▸ WORK ORDER: Without the pictures, print the lines from the one holding "Each instance of the wood plank" through the last line below, both included, exactly as they stand.

▼

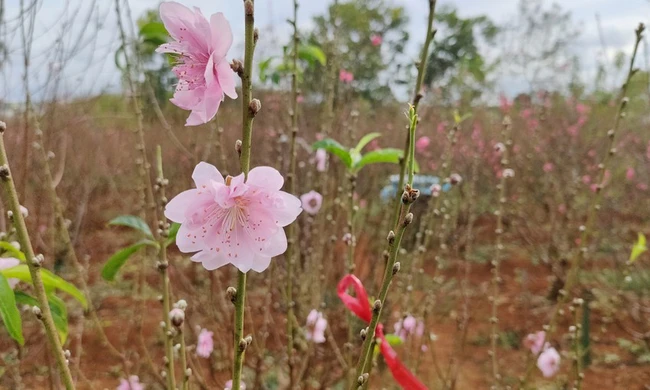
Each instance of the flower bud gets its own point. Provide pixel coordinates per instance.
(177, 317)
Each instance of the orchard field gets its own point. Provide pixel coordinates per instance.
(370, 194)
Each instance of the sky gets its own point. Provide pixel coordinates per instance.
(94, 40)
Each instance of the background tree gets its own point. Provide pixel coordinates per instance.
(346, 31)
(456, 60)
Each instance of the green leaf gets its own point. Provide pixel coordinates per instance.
(9, 312)
(173, 231)
(153, 30)
(57, 308)
(638, 248)
(120, 257)
(335, 148)
(312, 54)
(133, 222)
(7, 247)
(387, 155)
(49, 281)
(365, 141)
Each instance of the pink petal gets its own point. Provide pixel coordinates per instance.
(187, 99)
(265, 177)
(204, 173)
(221, 35)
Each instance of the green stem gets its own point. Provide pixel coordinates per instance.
(186, 376)
(496, 278)
(163, 267)
(291, 186)
(34, 264)
(249, 109)
(594, 206)
(417, 96)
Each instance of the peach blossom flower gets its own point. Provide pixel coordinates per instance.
(205, 344)
(204, 74)
(237, 220)
(132, 384)
(535, 341)
(345, 76)
(549, 362)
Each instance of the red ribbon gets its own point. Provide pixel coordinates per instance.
(360, 306)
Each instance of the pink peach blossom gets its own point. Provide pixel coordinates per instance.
(548, 167)
(9, 262)
(422, 144)
(204, 74)
(549, 362)
(228, 386)
(316, 326)
(407, 326)
(132, 384)
(535, 341)
(311, 202)
(205, 344)
(237, 221)
(345, 76)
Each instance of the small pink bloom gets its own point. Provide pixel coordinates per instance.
(204, 74)
(316, 326)
(549, 362)
(535, 342)
(242, 385)
(407, 326)
(6, 263)
(205, 344)
(499, 148)
(321, 160)
(455, 178)
(235, 221)
(548, 167)
(582, 109)
(311, 202)
(345, 76)
(132, 384)
(505, 104)
(422, 144)
(435, 190)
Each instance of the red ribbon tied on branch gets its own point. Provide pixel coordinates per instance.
(360, 306)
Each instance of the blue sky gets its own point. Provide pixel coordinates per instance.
(92, 69)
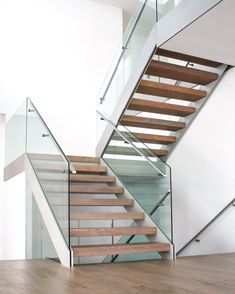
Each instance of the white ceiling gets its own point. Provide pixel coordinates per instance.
(212, 36)
(127, 5)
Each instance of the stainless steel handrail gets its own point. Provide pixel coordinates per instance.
(232, 202)
(136, 149)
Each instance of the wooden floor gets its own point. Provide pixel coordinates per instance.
(205, 274)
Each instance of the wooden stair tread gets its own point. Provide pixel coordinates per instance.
(96, 189)
(87, 159)
(170, 91)
(160, 107)
(106, 215)
(148, 138)
(151, 123)
(95, 250)
(180, 73)
(132, 152)
(118, 231)
(186, 57)
(75, 178)
(101, 202)
(90, 168)
(92, 178)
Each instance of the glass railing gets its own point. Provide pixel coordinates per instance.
(27, 133)
(144, 175)
(146, 14)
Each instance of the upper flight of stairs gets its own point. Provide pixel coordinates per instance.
(95, 197)
(166, 99)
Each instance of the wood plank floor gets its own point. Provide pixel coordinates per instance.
(202, 274)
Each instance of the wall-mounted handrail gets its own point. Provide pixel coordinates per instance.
(232, 202)
(136, 149)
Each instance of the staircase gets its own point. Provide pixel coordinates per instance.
(171, 91)
(95, 197)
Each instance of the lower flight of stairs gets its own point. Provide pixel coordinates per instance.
(95, 197)
(92, 175)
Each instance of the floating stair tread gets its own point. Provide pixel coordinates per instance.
(148, 138)
(96, 250)
(74, 178)
(180, 73)
(152, 123)
(87, 159)
(92, 178)
(106, 215)
(160, 107)
(118, 231)
(170, 91)
(132, 152)
(186, 57)
(96, 189)
(101, 202)
(90, 168)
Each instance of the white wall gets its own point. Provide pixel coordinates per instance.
(2, 135)
(13, 218)
(58, 52)
(203, 172)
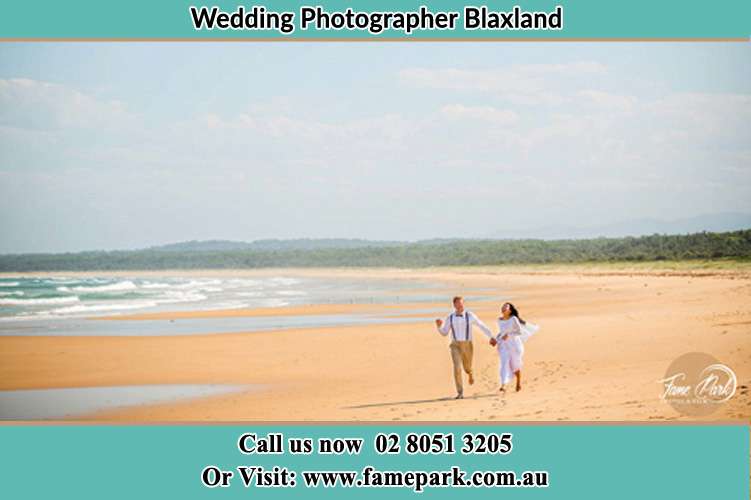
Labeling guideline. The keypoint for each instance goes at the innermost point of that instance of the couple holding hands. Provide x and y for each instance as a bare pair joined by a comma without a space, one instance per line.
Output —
509,341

▲

▸ RESPONSE TO THE EXERCISE:
Each instance of the wood plank floor gets its own point. Provide pixel coordinates per instance.
(202, 274)
Each instance of the wall-mounted handrail gets its own point. Provide pixel coordinates per instance.
(232, 202)
(136, 149)
Each instance of the staircase gets its own point. Provide pixel coordinates per instance.
(171, 91)
(95, 197)
Each instance of the lower flight of stairs gets its own point. Provide pixel coordinates per instance.
(95, 197)
(92, 175)
Each instance of the floating stair tread gets its own point. Provide pixel coordinates per instance.
(148, 138)
(96, 250)
(74, 178)
(180, 73)
(152, 123)
(87, 159)
(92, 178)
(106, 215)
(160, 107)
(118, 231)
(170, 91)
(132, 152)
(186, 57)
(96, 189)
(101, 202)
(90, 168)
Each instance of the white wall gets its own point. Provide pixel coordinates per instance.
(2, 135)
(13, 218)
(58, 52)
(203, 172)
Labeling guideline. The keypoint for each instance goes at the innermost point of that instance of the couple holding hands. Provide x and y for each instance as a bare pair joined by a comma without a space, one instance per line.
Output —
509,341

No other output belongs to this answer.